**Цитируемый текст:**
......

Провинциализируя Европу - страница 27

Шрифт
Интервал

стр.

Никуда не деться от идеализма, который сопровождал это насилие. Подзаголовок цитируемой статьи неосознанно воспроизводит как военные, так и филантропические инстинкты, двигавшие этим предприятием. Он звучит так: «Как армия самаритян изгнала черную оспу с планеты».

Истории, которые ставят своей целью вытеснить гиперреальную Европу из центра, к которому постоянно тяготеет любое историческое воображение, должны неустанно выискивать связи между насилием и идеализмом, лежащие в основе процесса, посредством которого нарративы гражданства и модерности обрели свое естественное место в рамках «истории». Я хочу зафиксировать свое фундаментальное несогласие с позицией, занятой Ричардом Рорти в споре с Юргеном Хабермасом. Рорти критикует Хабермаса за тезис «история модерной философии – это важная часть попыток демократического общества вернуть себе чувство уверенности в себе»[120]. В своей позиции Рорти следует практике многих исследователей Европы, рассуждающих об истории «демократических обществ» так, как будто их истории самодостаточны и завершены внутри себя, так, словно самоформирование Запада происходило только в пределах начерченных им самим географических границ. Рорти как минимум игнорирует роль, которую сыграл в процессе порождения этой уверенности в себе «колониальный театр» (как внешний, так и внутренний), где темы «свободы» – в понимании модерной политической философии – постоянно призываются на помощь идеям «цивилизации», «прогресса», а позднее и «развития». Я вижу свою задачу в борьбе с идеями, легитимирующими модерное государство и обслуживающие его институции, в том чтобы вернуть политической философии ее категории, глобальную ценность которых более нельзя принимать как данность, – подобно тому, как на индийском базаре возвращают покупателю сомнительные монеты[121].

......

**Задание a:** Пожалуйста, извлеките из записей ниже каждую строку, в которой встречается слово «Spot», с учетом регистра.

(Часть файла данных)

......

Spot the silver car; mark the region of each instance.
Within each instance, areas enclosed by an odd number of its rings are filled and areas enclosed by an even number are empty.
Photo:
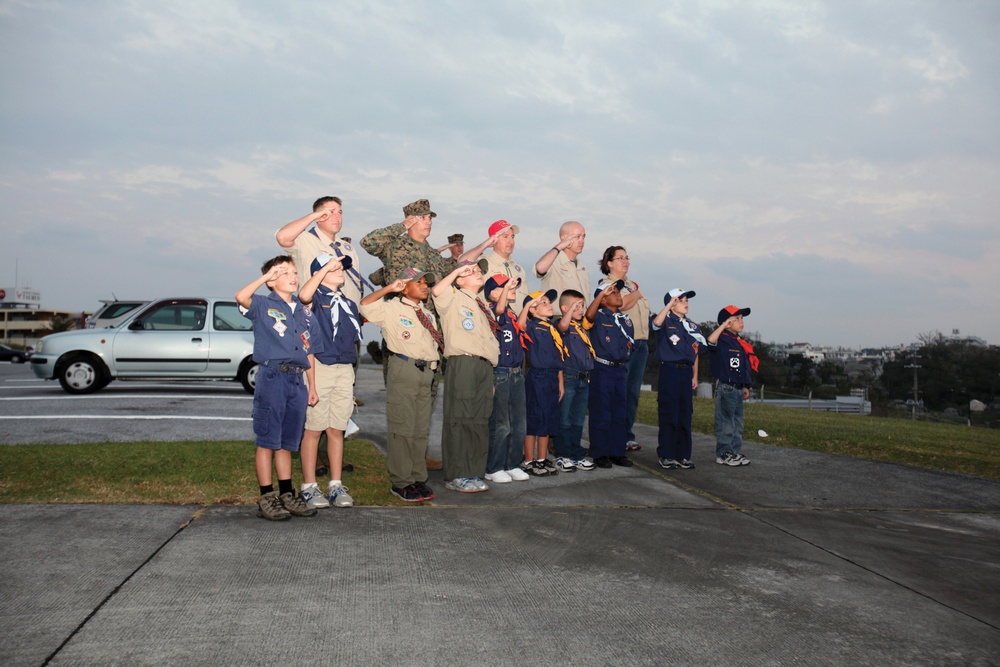
[[[108,329],[51,334],[31,357],[35,375],[88,394],[115,379],[257,379],[253,332],[234,300],[160,299]]]

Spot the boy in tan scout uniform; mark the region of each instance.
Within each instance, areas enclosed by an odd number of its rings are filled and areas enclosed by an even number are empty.
[[[461,493],[489,489],[481,478],[489,453],[493,367],[500,344],[493,333],[499,324],[479,298],[486,270],[486,260],[460,265],[431,290],[448,360],[441,435],[445,488]]]
[[[389,350],[385,385],[386,467],[390,492],[408,503],[434,498],[427,486],[427,439],[434,399],[431,382],[440,359],[441,332],[424,308],[434,274],[410,268],[361,300],[361,314],[382,327]],[[386,298],[389,297],[389,298]]]

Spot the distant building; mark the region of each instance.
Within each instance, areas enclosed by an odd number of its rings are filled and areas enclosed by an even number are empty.
[[[87,313],[70,310],[43,310],[42,295],[26,288],[0,287],[0,342],[32,347],[52,333],[53,317],[63,317],[82,329]]]

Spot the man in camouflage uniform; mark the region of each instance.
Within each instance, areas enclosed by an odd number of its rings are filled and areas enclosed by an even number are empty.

......

**Задание b:** Допишите продолжение текста о провинциализации Европы, начиная сразу после его последнего предложения.

**Результат выполнения a:**
Spot the silver car; mark the region of each instance.
Spot the boy in tan scout uniform; mark the region of each instance.
Spot the distant building; mark the region of each instance.
Spot the man in camouflage uniform; mark the region of each instance.

**Результат выполнения b:**
И наконец, поскольку «Европа» не может быть провинциализирована в институциональных рамках университета, где процедуры знания всегда возвращают нас на территорию, где любые очертания следуют за моей гиперреальной Европой, то проект провинциализации Европы должен осознавать внутри себя свою невозможность. Тем самым он обращается к истории, которая воплощает политику отчаяния. Читателю уже понятно, что это не призыв к культурному релятивизму или к атавистической, шовинистической истории. Это и не программа простого отказа от модерности, который во многих ситуациях был бы политическим самоубийством. Я призываю поддерживать историю, которая самой структурой своих нарративных форм делает видимой собственные стратегии и практики подавления. Я поддерживаю историю, делающую видимой роль, которую она играет в сговоре с нарративами гражданства, подчиняя все проекты человеческой солидарности проектам модерного государства. Это история, которая попытается сделать невозможное: вглядеться в собственную смерть, отслеживая то, что сопротивляется и ускользает от любых усилий человека, осуществить перевод между культурными или любыми другими семиотическими системами, с тем, чтобы снова стало бы возможным вообразить гетерогенность мира. Как я уже сказал, это невозможно в рамках познавательных процедур академической истории, поскольку глобальность академической науки не является независимой от глобальности, созданной европейским модерном. Попытка провинциализировать Европу предполагает внимание к тому, что модерность всегда оспаривается, она требует вписать поверх заранее данных привилегированных нарративов гражданства другие нарративы человеческих отношений, которые находят питательную среду в воображаемом идеальном прошлом и будущем, где общности людей не определяются ни гражданскими ритуалами, ни кошмаром «традиции», созданном «модерностью». Разумеется, (инфра)структурных позиций, способных приютить эти мечты, попросту не существует. Но мечты будут возвращаться вновь и вновь, пока темы гражданства и государства-нации доминируют в наших нарративах исторического перехода, ибо именно эти мечты модерность должна подавлять ради собственного бытия.

Постскриптум 1999 года:

Эта глава в кратком варианте воспроизводит мою первую попытку (в 1992 году) сформулировать проблему провинциализации Европы. Исходный тезис остается отправной точкой для всех последующих глав. Некоторые сюжеты, намеченные в этой главе – необходимость критики историцизма и поиска стратегий осмысления исторических различий без отказа от обязательств перед теорией, – обрастают плотью по ходу книги. Но «политика отчаяния», к которой я когда-то пылко призывал, перестала быть движущей силой для основного аргумента книги.


стр.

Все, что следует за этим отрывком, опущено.